• **Written problem**
Locate each line in the data below that contains the string "tree", and copy every such line.

Point annotation data (excerpts)
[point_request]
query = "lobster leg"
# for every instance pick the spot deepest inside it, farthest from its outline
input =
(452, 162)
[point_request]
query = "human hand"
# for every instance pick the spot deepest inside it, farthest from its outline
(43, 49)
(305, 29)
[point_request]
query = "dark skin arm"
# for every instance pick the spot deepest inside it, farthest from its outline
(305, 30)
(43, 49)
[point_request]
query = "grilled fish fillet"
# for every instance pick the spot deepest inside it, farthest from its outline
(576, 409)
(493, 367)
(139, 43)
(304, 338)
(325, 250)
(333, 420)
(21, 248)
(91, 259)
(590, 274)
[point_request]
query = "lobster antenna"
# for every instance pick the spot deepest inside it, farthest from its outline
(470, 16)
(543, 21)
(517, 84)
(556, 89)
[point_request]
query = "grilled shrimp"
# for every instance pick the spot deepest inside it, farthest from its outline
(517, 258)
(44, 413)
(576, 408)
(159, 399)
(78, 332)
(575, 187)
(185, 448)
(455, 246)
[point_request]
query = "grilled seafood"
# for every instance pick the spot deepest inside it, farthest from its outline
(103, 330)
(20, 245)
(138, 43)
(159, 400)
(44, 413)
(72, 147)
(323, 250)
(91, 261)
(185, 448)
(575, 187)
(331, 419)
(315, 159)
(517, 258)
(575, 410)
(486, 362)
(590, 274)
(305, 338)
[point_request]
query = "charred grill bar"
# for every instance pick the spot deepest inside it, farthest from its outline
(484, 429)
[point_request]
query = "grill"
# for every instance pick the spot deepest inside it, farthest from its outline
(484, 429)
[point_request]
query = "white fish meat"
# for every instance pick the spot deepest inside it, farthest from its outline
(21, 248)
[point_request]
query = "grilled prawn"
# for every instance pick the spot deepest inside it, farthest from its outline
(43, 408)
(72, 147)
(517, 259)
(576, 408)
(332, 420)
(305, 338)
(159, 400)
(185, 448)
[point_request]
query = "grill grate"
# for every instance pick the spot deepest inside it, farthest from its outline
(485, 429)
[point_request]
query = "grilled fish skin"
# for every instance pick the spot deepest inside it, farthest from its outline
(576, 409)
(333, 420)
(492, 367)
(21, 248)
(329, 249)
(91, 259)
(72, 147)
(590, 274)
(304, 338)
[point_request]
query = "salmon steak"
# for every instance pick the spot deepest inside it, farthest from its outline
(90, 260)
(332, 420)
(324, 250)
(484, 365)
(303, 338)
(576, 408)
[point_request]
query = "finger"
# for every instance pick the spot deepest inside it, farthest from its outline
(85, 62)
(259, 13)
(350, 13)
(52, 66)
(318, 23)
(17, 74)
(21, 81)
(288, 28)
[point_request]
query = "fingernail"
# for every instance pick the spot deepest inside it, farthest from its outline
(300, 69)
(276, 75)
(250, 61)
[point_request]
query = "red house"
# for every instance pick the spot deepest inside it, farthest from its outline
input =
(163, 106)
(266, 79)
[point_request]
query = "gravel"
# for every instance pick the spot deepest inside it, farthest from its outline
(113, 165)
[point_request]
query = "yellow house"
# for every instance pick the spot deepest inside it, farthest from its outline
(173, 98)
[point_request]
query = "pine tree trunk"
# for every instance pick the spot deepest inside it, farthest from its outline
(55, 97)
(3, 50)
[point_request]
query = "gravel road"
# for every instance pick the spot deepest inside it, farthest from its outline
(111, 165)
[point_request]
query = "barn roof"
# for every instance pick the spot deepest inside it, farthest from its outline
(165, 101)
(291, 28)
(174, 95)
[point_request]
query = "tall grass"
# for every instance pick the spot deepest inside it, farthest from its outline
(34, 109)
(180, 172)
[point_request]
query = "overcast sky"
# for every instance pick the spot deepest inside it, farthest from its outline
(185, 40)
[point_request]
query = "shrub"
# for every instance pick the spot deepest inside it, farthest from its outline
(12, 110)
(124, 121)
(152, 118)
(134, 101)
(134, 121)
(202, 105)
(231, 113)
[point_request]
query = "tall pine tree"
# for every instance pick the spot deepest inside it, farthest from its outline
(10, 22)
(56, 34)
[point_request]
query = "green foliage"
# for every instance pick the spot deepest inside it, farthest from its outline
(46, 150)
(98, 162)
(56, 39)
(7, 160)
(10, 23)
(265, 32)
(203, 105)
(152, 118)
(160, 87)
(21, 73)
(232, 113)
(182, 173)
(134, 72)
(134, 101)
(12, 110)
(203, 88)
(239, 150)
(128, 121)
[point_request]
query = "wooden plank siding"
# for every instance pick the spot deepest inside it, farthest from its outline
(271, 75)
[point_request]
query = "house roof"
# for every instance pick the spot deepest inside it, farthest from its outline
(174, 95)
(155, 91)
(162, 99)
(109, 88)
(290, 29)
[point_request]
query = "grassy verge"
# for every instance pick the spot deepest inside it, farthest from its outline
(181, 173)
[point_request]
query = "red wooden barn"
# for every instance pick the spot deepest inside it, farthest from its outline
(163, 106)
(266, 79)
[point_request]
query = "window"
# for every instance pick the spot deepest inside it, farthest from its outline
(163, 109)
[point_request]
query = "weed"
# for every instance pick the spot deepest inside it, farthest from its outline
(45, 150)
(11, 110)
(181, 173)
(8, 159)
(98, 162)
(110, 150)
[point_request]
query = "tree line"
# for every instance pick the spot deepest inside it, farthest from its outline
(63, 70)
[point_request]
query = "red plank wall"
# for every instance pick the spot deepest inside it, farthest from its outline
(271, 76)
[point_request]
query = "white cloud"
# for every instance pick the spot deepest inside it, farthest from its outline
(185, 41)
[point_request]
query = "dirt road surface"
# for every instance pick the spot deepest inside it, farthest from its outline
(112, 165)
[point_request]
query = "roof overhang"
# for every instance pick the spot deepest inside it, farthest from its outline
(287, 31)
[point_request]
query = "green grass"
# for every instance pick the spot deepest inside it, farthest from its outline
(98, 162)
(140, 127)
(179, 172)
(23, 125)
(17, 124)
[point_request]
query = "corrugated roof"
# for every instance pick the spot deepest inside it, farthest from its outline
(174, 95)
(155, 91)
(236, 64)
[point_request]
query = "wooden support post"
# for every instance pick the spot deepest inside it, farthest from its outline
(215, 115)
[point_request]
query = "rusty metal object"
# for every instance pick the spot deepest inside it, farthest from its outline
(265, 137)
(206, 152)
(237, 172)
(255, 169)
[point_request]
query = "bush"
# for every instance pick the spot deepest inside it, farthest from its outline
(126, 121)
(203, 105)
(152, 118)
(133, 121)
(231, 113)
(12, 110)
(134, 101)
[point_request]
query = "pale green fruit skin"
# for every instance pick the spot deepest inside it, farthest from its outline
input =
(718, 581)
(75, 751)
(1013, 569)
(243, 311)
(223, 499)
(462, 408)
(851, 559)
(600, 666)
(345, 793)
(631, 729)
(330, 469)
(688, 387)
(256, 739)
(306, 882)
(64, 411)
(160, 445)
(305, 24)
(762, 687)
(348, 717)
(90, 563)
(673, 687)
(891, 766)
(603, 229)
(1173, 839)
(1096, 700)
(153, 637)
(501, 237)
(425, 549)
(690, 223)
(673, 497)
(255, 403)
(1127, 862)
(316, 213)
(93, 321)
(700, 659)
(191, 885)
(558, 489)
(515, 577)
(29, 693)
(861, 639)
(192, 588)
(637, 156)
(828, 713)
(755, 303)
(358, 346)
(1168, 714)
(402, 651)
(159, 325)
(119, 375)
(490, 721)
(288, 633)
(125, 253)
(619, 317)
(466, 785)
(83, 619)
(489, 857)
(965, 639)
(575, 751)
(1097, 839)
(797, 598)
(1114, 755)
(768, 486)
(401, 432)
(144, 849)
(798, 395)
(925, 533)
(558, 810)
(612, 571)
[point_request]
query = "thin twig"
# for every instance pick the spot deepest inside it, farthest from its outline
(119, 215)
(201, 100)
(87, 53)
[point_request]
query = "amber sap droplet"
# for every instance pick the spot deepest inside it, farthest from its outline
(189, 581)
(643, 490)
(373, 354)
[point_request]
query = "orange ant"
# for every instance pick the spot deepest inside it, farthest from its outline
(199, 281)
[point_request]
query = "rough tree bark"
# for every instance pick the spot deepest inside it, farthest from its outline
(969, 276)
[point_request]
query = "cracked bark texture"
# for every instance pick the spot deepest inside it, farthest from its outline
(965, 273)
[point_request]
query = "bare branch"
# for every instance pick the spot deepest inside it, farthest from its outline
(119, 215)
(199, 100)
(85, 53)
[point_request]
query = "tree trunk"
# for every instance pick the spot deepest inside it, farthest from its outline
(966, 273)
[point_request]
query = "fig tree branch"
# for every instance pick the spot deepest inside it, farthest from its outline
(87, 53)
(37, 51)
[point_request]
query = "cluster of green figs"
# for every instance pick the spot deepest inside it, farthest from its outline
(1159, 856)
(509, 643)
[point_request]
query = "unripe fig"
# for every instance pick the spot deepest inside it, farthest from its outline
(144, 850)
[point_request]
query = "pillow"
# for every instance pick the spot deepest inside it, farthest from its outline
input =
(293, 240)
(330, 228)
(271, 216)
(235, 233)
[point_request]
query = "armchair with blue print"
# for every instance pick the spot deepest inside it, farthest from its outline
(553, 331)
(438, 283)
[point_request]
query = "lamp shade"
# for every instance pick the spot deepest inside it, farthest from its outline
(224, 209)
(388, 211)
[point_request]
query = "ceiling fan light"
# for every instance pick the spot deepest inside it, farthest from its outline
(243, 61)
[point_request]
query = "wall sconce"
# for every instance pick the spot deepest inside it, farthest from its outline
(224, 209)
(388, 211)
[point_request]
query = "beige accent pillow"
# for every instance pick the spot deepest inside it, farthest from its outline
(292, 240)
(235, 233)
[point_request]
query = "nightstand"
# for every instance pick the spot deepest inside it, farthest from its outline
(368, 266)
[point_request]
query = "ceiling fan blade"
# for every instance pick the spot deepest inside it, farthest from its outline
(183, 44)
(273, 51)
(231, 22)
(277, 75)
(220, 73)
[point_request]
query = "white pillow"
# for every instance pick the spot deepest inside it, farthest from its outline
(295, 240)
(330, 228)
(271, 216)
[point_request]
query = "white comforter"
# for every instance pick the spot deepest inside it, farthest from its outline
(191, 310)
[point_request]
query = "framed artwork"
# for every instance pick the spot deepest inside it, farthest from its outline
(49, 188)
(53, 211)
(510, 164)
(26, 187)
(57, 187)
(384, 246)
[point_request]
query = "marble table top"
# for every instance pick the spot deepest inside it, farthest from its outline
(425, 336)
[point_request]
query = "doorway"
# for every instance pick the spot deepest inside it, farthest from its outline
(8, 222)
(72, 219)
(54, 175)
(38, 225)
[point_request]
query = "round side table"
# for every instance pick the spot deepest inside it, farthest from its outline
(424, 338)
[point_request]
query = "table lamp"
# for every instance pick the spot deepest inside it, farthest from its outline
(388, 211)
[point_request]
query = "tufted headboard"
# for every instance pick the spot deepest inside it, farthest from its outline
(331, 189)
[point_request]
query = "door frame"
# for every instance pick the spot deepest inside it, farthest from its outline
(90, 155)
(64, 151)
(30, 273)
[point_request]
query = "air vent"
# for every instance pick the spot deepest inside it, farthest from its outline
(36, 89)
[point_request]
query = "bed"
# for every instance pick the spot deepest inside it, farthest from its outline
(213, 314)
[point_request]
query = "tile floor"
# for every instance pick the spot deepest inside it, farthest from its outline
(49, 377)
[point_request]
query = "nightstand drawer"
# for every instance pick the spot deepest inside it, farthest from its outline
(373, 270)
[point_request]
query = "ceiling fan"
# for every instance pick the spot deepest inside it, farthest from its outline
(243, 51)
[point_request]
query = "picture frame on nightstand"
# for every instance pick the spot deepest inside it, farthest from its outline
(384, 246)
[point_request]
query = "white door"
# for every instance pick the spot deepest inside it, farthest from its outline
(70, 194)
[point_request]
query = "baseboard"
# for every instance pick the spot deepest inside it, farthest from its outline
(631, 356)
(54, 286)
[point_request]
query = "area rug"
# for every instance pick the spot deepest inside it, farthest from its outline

• **The reply**
query = "pine tree trunk"
query = "tall pine tree"
query = "tree line"
query = "rough tree bark"
query = "tree trunk"
query = "fig tree branch"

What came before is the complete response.